▶ [Texto de lectura]
# # # # #
La corrupción kirchnerista ha adquirido una dimensión de espectacularidad, en el sentido más literal posible. Como suele ocurrir con los exitosos culebrones a menudo importados, los argentinos “la miramos por TV”, esperando siempre ansiosos, casi como una expresión del más curioso masoquismo social, el próximo capítulo que promete ser, valga la redundancia, todavía más “espectacular”.
Bolsos tan cargados de dinero que hay que pesarlos para saber cuántas divisas contienen. “Valijeros” que dicen y se desdicen, que pasan por programas de política y del espectáculo, como si se tratara de lo mismo. Lavadores de dinero que preguntan desafiantes “¿querías show?”, para luego pedir perdón desde la prisión. Filmaciones de gente contando más de cinco millones de dólares en “La Rosadita”. En el video aparecen, entre otros, Martín Báez, Pérez Gadín y el esposo de una vedette. Lázaro Báez termina preso y procesado por quedarse con algunos (varios) millones de dólares de la obra pública. Los hijos del preso, dubitativos, sugieren por ahora tímidamente que la “jefa” de la banda era la propia Cristina. Y algo no menos importante: que el Juez que tiene la causa se paseaba por Olivos.
Por otro lado, bolsas con 9 millones de dólares se “revolean” dentro de un monasterio. Se trata de López, el segundo de De Vido, el ex ministro procesado por la tragedia de Once en la que murieron 51 personas. López es visto “in fraganti”. Lo detienen. Pide cocaína. Su abogada alega problemas psiquiátricos. Su abogada termina en “el bailando”, con Marcelo Tinelli. En paralelo, se encuentran tres criptas (¿o “bóvedas”?) dentro del mismo monasterio donde López arrojaba “sus” dólares. Las monjas no saben mucho, por supuesto, aunque han vinculado a Alicia Kirchner, la hermana de Néstor.
# # # # #
▶ [Entradas de datos]
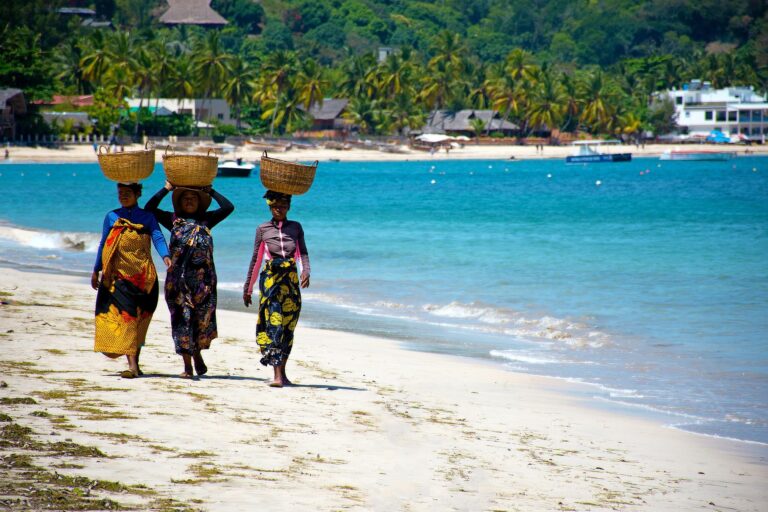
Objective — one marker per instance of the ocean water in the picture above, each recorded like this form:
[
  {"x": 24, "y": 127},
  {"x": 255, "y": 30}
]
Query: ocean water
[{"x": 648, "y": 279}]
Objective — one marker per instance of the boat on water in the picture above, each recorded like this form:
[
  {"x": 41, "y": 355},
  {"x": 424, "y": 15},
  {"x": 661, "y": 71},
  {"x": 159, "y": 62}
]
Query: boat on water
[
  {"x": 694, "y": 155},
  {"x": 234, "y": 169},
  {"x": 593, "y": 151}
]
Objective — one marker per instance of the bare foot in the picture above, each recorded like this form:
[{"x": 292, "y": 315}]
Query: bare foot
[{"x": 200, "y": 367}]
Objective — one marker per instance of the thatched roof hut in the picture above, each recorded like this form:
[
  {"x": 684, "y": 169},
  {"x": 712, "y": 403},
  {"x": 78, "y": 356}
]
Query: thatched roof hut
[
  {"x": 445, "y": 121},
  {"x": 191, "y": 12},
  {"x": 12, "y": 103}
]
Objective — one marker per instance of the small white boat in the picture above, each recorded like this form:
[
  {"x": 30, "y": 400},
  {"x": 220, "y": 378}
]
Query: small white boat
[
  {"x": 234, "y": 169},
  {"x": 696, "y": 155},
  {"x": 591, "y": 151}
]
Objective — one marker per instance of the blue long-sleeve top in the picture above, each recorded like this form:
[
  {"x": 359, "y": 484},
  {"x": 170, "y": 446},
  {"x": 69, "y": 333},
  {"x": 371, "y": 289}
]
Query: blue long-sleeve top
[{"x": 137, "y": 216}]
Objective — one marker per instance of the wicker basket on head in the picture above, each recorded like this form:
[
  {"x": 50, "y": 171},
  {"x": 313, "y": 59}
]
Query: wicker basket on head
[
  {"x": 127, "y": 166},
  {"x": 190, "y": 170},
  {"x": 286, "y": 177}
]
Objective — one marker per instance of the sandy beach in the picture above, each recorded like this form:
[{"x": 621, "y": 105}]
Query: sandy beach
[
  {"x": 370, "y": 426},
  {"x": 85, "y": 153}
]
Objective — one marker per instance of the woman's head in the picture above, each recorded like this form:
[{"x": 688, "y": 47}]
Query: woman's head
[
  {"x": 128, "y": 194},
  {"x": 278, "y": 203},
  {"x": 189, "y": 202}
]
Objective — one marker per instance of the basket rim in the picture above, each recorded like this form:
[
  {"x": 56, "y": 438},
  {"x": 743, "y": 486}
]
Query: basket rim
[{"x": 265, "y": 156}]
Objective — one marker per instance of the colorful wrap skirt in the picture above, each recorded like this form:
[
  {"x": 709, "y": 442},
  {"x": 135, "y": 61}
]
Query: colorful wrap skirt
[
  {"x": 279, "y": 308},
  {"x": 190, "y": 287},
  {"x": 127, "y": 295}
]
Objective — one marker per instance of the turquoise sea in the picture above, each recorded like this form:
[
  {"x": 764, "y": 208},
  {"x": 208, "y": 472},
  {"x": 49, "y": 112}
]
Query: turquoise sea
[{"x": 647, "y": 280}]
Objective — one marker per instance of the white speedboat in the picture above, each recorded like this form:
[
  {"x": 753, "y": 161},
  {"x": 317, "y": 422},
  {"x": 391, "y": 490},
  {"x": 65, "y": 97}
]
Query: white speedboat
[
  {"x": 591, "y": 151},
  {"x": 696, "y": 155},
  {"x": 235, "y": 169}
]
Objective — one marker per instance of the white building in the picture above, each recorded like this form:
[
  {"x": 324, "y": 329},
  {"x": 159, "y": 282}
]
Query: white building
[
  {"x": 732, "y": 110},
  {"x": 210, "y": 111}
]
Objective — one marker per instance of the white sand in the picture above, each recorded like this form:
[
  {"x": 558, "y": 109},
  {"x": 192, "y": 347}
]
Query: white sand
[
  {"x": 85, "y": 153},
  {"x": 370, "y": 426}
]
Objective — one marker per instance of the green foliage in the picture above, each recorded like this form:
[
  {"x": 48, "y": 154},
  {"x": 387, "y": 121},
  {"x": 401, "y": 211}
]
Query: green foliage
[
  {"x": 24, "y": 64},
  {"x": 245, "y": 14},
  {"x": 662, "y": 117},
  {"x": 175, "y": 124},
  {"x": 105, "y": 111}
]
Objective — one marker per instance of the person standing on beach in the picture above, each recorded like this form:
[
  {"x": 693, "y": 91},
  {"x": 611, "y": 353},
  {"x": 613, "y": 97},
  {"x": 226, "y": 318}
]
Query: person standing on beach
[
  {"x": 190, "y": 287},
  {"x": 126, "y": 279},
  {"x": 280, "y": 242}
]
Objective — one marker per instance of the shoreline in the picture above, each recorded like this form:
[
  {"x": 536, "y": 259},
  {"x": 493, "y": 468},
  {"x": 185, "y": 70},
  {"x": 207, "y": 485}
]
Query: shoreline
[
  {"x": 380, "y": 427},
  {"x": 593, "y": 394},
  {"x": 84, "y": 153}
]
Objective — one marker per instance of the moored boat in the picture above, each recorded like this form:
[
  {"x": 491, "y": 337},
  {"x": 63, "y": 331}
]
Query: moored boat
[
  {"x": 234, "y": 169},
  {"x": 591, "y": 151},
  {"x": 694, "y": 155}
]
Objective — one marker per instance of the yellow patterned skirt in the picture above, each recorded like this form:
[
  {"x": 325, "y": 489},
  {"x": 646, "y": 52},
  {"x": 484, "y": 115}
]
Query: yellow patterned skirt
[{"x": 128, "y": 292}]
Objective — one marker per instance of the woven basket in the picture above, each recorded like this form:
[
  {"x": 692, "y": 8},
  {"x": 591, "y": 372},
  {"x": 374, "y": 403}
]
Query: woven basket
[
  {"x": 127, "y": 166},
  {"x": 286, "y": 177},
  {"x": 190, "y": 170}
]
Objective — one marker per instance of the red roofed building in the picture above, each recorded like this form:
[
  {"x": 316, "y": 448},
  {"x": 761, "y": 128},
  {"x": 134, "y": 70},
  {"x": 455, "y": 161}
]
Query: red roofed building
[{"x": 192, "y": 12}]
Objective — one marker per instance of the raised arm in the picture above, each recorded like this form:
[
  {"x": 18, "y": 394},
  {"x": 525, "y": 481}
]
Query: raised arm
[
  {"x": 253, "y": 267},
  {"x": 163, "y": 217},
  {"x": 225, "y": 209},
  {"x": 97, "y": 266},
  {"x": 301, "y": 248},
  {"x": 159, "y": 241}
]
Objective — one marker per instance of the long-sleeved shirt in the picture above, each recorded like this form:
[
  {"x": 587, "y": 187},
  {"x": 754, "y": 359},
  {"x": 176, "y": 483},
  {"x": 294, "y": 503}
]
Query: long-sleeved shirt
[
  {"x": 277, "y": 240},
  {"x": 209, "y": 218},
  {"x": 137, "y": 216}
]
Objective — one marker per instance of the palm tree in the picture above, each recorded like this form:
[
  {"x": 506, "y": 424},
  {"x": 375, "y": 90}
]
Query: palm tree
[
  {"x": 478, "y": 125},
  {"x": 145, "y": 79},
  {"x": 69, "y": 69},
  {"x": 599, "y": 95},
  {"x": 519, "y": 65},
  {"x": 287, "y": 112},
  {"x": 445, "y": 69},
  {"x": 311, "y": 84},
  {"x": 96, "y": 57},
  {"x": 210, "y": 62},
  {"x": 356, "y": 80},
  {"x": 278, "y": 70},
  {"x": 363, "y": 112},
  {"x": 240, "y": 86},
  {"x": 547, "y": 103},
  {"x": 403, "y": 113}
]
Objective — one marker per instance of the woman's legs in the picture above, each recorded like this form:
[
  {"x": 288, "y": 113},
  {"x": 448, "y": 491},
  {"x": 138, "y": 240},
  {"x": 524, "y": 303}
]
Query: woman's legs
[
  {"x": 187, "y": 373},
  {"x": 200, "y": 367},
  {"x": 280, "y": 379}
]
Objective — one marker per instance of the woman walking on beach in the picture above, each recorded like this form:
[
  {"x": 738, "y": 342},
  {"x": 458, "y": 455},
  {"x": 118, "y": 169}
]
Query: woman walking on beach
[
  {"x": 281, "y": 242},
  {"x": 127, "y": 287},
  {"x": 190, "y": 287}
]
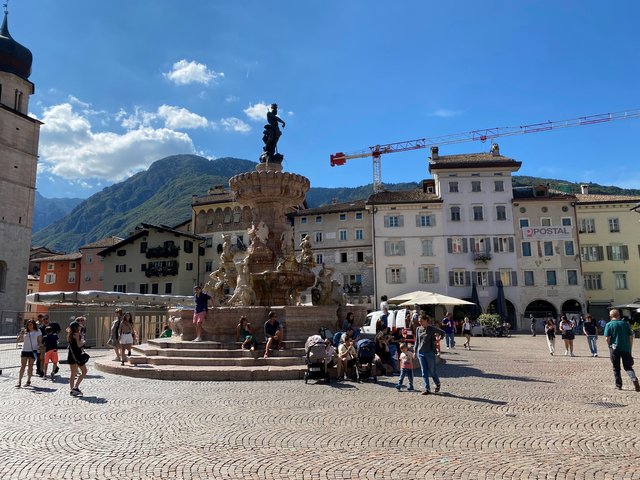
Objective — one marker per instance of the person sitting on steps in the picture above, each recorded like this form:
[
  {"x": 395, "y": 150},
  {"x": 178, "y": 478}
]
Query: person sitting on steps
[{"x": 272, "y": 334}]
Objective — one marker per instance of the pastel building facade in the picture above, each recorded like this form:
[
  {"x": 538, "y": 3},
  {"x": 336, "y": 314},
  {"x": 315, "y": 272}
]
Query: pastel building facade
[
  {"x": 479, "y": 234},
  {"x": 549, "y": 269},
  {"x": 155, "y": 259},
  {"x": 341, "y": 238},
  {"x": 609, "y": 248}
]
# # # # #
▶ [Acciones requeridas]
1/ Transcribe del texto sobre la corrupción kirchnerista todo lo que va desde "Por otro lado, bolsas" hasta "hermana de Néstor.".
2/ Responde estas preguntas con datos del texto sobre la corrupción kirchnerista:
(a) ¿Cuánto dinero aparece contando la gente en las filmaciones de "La Rosadita"?
(b) ¿Cuántas personas murieron en la tragedia de Once?
(c) ¿Con quién terminó en "el bailando" la abogada de López?
3/ Explica en una a tres oraciones por qué, según el texto sobre la corrupción kirchnerista, Lázaro Báez terminó preso y procesado.

▶ [Respuestas]
1/
Por otro lado, bolsas con 9 millones de dólares se “revolean” dentro de un monasterio. Se trata de López, el segundo de De Vido, el ex ministro procesado por la tragedia de Once en la que murieron 51 personas. López es visto “in fraganti”. Lo detienen. Pide cocaína. Su abogada alega problemas psiquiátricos. Su abogada termina en “el bailando”, con Marcelo Tinelli. En paralelo, se encuentran tres criptas (¿o “bóvedas”?) dentro del mismo monasterio donde López arrojaba “sus” dólares. Las monjas no saben mucho, por supuesto, aunque han vinculado a Alicia Kirchner, la hermana de Néstor.

2/
(a) Más de cinco millones de dólares.
(b) Murieron 51 personas.
(c) Con Marcelo Tinelli.

3/ Lázaro Báez terminó preso y procesado por quedarse con algunos (varios) millones de dólares de la obra pública.